Excerpt provided:
* * * *

How about using rte_eth_tx_done_cleanup() ? I guess a user would not
want to combine this feature with sw tx batching though.

On a related note, I would like to ask Ciara/Jan the use case when this
feature would likely be enabled. The RFC2544 test is very opaque but it
seems there is at least some increased packet loss, so would it be just
when the user knows it is vm-vm and large packets? (In which case you
could argue, packets would not get stuck in HW NIC anyway)

Kevin.

>> +
>> +Further information can be found in the
>> +`DPDK documentation
>> +<http://dpdk.readthedocs.io/en/v17.05/prog_guide/vhost_lib.html>`__
>> diff --git a/NEWS b/NEWS
>> index d45904e..50630f8 100644
>> --- a/NEWS
>> +++ b/NEWS
>> @@ -18,6 +18,8 @@ Post-v2.8.0
>>     - DPDK:
>>       * Add support for DPDK v17.11
>>       * Add support for vHost IOMMU
>> +     * Optional dequeue zero copy feature for vHost ports can be enabled per
>> +       port via the boolean 'dq-zero-copy' option.
>>  
>>  v2.8.0 - 31 Aug 2017
>>  --------------------
>> diff --git a/lib/netdev-dpdk.c b/lib/netdev-dpdk.c
>> index 879019e..03cc6cb 100644
>> --- a/lib/netdev-dpdk.c
>> +++ b/lib/netdev-dpdk.c
>> @@ -361,6 +361,9 @@ struct netdev_dpdk {
>>          /* True if vHost device is 'up' and has been reconfigured at least 
>> once */
>>          bool vhost_reconfigured;
>>          /* 3 pad bytes here. */
>> +
>> +        /* True if dq-zero-copy feature has successfully been enabled */
>> +        bool dq_zc_enabled;
>>      );
>>  
>>      PADDED_MEMBERS(CACHE_LINE_SIZE,
>> @@ -871,6 +874,7 @@ common_construct(struct netdev *netdev, dpdk_port_t 
>> port_no,
>>      dev->max_packet_len = MTU_TO_FRAME_LEN(dev->mtu);
>>      ovsrcu_index_init(&dev->vid, -1);
>>      dev->vhost_reconfigured = false;
>> +    dev->dq_zc_enabled = false;
>>      dev->attached = false;
>>  
>>      ovsrcu_init(&dev->qos_conf, NULL);
>> @@ -1383,6 +1387,29 @@ netdev_dpdk_ring_set_config(struct netdev *netdev, 
>> const struct smap *args,
>>      return 0;
>>  }
>>  
>> +static void
>> +dpdk_vhost_set_config_helper(struct netdev_dpdk *dev,
>> +                             const struct smap *args)

* * * *

Dataset extract:
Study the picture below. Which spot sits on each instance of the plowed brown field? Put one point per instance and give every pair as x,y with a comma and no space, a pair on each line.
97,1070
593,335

* * * *

Goal of the exercise: Reproduce the part of the patch review excerpt between "On a related" and "HW NIC anyway)", inclusive, with no changes.

In response:
On a related note, I would like to ask Ciara/Jan the use case when this
feature would likely be enabled. The RFC2544 test is very opaque but it
seems there is at least some increased packet loss, so would it be just
when the user knows it is vm-vm and large packets? (In which case you
could argue, packets would not get stuck in HW NIC anyway)